Using the information:
**a.** In the article on oral GLP-1 drugs, what share of the global weight-loss drug market do Goldman Sachs analysts forecast oral GLP-1s could capture by 2030?
**b.** Please continue the article on oral GLP-1 drugs from its final paragraph.

Extracted text:
====
June 03, 2026 Global Pulse

Oral GLP-1s Are Here — And They're About to Reshape the Entire Obesity Drug Market

By Isabelle Fontaine | Senior Analyst, Cross-Sector Equity & Market Intelligence
3 min read

From Blockbuster Injections to a Pill-Driven Mass Market

The injectable GLP-1 market was already extraordinary by any benchmark. J.P. Morgan Global Research projects the global incretin market — which includes GLP-1 drugs — will reach $200 billion by 2030, with approximately 25 million Americans on treatment by that year, up from roughly 10 million in 2025. But the drugs' reliance on injectable formats created a natural ceiling. A meaningful segment of patients simply won't self-inject, regardless of clinical benefit. Goldman Sachs analysts forecast that oral GLP-1s could capture around 24% of the global weight-loss drug market by 2030 — roughly $22 billion — precisely because they unlock that untapped patient population.

The shift isn't just about patient convenience. It changes the competitive economics entirely. Manufacturing an oral pill at scale is a different supply chain challenge than producing peptide-based injectables, which require cold chain logistics and complex biologics manufacturing. Novo Nordisk and Eli Lilly spent years navigating injectable supply shortages as demand outpaced production capacity. Pills introduce new formulation chemistry challenges — oral bioavailability for peptide drugs is notoriously difficult — but eliminate cold chain dependencies and reduce per-dose manufacturing complexity at volume. Whichever company cracks cost-effective mass-market oral production first gains a structural advantage that isn't easily replicated.
====
Material supplied:

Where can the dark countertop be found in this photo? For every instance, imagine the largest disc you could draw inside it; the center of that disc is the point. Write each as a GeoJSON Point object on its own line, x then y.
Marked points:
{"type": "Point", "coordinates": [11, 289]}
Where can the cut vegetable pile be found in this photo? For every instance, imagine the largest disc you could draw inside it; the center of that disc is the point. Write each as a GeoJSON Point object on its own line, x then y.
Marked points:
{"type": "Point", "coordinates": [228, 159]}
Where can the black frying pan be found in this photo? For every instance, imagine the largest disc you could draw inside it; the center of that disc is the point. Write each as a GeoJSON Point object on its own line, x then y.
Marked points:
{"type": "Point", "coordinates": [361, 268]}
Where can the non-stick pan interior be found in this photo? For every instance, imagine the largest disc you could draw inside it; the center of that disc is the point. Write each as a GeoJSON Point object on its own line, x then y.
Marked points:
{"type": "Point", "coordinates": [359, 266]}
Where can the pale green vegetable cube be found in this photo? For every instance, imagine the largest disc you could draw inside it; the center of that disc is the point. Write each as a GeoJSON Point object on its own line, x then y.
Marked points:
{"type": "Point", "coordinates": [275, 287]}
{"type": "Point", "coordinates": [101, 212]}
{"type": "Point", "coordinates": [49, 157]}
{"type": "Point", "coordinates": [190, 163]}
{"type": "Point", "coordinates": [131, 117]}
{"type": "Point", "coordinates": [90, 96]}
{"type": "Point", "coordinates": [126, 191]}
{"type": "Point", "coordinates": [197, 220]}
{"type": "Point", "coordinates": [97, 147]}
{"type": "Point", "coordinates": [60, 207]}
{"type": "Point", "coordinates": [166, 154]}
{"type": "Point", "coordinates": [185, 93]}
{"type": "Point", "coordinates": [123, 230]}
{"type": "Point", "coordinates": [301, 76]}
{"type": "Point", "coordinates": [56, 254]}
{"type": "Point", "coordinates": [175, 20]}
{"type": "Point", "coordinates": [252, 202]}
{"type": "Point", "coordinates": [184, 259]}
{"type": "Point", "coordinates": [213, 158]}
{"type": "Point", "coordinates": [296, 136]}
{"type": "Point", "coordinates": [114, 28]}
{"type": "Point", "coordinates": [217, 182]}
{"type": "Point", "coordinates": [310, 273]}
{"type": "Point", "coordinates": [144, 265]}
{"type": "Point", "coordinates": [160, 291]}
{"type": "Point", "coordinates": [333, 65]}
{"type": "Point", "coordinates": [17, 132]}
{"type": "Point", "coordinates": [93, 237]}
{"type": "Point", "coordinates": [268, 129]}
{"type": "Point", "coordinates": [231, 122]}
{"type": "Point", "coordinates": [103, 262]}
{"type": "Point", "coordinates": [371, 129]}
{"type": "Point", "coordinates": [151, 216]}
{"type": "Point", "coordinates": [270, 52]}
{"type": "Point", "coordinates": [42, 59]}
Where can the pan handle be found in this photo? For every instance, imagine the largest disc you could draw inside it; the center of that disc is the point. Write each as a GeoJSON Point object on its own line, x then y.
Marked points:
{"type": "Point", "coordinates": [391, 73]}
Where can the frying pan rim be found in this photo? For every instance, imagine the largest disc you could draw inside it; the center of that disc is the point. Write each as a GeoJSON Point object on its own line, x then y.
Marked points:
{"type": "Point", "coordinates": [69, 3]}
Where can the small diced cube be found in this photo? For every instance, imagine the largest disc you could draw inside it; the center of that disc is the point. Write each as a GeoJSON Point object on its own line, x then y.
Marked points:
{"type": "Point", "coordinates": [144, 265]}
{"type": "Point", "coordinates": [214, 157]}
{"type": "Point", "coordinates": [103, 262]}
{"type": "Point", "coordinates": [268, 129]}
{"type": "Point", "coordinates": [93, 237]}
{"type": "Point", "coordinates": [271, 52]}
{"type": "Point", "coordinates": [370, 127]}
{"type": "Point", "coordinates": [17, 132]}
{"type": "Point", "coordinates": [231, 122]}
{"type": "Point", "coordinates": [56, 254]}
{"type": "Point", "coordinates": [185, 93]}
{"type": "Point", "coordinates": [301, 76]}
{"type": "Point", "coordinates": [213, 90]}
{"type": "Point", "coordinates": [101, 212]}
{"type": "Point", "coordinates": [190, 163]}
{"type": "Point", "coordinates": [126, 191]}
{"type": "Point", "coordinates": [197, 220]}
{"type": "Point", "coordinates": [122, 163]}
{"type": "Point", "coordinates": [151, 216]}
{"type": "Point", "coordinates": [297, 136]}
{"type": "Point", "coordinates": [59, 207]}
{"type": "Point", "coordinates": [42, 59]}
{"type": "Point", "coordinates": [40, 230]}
====
Replies:
**a.** Around 24%, or roughly $22 billion.

**b.**
What the Market Transition Means for Adjacent Industries

The GLP-1 boom has already disrupted sectors far beyond pharma. Food and beverage companies have been recalibrating product portfolios as GLP-1 users report reduced appetite and shifting food preferences. Bariatric surgery volumes are under pressure. Medical device makers in diabetes management are watching their addressable markets evolve. Oral GLP-1s accelerate all of these effects by removing the injection barrier and expanding the patient population significantly — J.P. Morgan estimates 30 million U.S. users by 2030 under scenarios that include widespread oral availability. The downstream demand signal for high-protein, lower-calorie food formats, GLP-1 companion diagnostic tools, and adherence support platforms is strengthening accordingly.

The competitive dynamic between Novo Nordisk and Eli Lilly is also entering a new phase. Both companies are explicit that the next battleground is personalized obesity medicine — different drugs for different patient metabolic profiles — rather than a single dominant molecule. Eli Lilly's chief scientific officer told CNBC in January 2026 that the market is moving from a "one-size-fits-all" model toward differentiated options. That shift will benefit companies with deep pharmacogenomics capabilities and real-world evidence platforms that can match patients to therapies. For investors, the key variable isn't which oral GLP-1 wins the initial approval race — it's which company builds the data infrastructure to dominate precision obesity care through the end of the decade.